### Excerpts from a detection dataset:
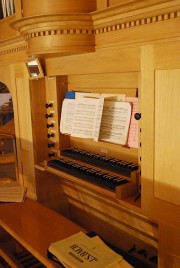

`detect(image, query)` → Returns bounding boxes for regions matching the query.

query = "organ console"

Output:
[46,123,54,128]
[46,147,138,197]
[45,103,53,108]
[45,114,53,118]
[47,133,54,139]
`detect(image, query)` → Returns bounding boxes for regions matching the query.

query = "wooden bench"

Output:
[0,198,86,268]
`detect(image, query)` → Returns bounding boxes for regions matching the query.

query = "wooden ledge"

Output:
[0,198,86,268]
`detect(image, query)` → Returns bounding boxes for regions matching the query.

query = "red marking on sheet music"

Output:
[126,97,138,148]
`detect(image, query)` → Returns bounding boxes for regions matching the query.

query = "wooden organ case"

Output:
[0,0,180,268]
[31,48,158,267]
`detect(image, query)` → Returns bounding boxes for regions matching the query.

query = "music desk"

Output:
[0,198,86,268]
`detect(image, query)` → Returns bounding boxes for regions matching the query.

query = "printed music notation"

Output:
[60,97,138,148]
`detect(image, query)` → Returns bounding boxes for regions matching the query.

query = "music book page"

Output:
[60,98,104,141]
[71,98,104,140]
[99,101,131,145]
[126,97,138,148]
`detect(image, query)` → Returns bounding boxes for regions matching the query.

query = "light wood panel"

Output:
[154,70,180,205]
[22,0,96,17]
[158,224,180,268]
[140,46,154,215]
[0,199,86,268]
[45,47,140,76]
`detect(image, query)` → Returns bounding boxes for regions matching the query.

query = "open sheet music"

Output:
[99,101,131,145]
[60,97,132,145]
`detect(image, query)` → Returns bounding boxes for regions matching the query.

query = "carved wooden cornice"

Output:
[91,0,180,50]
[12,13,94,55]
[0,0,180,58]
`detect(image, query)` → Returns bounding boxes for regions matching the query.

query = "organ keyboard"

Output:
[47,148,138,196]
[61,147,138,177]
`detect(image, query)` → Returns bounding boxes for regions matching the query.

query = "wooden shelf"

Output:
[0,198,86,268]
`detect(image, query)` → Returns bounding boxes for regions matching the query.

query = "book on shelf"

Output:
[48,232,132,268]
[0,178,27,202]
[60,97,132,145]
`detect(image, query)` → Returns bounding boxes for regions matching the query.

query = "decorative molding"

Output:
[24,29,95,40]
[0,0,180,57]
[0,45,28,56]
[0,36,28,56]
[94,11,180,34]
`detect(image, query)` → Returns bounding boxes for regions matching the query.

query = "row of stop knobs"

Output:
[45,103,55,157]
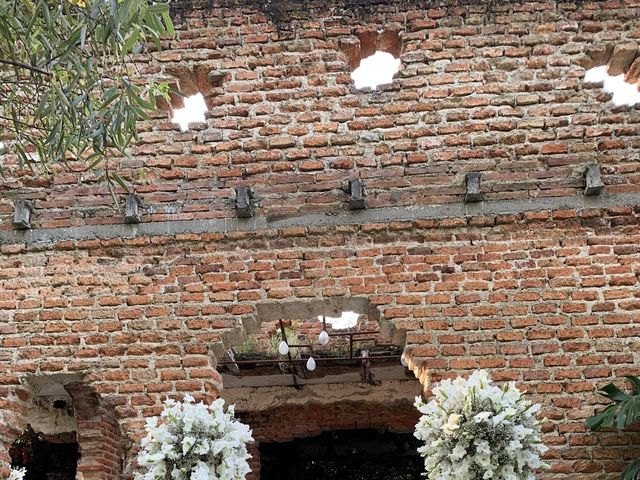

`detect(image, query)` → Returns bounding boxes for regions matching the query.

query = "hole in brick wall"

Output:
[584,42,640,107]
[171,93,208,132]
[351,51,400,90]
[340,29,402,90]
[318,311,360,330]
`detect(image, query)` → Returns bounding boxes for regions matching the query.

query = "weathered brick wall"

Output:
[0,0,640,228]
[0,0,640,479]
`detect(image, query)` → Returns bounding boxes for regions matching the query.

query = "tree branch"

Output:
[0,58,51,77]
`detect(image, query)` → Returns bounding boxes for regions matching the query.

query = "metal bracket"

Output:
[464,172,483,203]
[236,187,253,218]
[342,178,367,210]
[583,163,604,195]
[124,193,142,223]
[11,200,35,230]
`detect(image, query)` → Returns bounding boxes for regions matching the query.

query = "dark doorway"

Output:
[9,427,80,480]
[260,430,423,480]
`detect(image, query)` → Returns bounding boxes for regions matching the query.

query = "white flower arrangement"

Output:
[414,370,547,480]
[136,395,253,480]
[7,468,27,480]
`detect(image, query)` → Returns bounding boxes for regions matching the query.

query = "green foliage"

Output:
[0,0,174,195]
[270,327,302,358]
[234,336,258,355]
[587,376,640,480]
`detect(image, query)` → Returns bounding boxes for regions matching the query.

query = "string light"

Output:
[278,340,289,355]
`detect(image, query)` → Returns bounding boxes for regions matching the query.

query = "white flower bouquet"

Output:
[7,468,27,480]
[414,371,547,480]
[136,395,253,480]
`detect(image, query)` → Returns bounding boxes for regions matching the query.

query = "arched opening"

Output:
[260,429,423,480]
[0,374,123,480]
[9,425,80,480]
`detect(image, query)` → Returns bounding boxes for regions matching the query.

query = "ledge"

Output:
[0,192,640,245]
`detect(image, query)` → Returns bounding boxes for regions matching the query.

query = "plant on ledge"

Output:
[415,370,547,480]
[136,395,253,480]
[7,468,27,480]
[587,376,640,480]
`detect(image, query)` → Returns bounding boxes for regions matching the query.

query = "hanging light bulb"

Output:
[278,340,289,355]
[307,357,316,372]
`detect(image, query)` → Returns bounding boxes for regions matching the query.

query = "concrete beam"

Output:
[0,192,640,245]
==
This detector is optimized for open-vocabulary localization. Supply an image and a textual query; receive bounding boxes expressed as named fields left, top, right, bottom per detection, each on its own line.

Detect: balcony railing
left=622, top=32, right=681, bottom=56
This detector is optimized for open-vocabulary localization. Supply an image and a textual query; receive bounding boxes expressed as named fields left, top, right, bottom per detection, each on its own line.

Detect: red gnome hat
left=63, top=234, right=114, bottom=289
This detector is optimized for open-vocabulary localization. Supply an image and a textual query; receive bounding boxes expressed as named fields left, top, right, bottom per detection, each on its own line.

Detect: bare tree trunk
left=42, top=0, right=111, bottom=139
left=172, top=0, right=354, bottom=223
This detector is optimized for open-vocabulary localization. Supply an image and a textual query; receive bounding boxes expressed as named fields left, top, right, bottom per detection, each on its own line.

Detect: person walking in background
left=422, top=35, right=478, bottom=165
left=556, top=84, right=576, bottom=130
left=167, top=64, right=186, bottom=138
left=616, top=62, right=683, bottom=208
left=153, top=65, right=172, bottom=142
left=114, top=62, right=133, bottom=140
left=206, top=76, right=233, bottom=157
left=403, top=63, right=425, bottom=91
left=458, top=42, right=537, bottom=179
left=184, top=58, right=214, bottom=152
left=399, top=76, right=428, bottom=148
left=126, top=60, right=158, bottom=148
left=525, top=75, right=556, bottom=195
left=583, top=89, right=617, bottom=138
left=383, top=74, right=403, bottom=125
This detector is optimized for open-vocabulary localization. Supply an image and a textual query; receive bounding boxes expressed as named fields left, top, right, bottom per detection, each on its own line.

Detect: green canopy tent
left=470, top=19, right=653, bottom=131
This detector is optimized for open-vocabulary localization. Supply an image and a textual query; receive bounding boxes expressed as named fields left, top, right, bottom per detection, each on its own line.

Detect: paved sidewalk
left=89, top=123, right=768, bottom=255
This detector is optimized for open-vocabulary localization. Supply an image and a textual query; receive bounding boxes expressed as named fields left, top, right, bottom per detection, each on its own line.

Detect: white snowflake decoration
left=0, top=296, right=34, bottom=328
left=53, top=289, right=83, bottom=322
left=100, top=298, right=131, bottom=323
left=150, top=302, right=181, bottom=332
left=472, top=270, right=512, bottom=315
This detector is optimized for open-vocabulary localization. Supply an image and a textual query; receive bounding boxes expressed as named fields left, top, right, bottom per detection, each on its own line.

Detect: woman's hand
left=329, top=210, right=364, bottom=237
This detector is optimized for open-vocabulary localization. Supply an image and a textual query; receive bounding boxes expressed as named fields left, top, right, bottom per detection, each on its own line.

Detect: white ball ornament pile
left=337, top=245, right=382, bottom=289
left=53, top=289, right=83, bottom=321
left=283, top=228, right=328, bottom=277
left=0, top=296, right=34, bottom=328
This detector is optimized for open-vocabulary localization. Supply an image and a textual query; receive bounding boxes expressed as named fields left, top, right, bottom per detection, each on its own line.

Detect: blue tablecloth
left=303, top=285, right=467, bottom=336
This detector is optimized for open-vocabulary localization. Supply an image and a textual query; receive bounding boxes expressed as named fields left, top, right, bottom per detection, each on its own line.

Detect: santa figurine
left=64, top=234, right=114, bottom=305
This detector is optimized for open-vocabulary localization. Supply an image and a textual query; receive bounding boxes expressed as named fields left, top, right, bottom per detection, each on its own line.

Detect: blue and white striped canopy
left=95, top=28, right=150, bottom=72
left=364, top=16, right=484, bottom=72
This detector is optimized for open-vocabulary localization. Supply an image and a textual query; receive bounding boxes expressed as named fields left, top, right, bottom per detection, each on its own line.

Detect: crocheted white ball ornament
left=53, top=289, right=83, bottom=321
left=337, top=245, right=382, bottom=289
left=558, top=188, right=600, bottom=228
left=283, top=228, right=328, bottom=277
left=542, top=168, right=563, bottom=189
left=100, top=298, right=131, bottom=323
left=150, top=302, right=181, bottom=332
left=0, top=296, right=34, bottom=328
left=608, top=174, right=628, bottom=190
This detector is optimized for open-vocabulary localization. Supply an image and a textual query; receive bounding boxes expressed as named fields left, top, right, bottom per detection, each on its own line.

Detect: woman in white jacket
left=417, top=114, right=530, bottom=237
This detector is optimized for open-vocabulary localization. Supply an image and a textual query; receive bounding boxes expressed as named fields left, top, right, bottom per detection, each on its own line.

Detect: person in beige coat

### What is required:
Identify every line in the records above that contains the word "ball", and copy each such line in full. Treat case as significant.

### Task output:
Detect: white ball ornament pile
Detect: crocheted white ball ornament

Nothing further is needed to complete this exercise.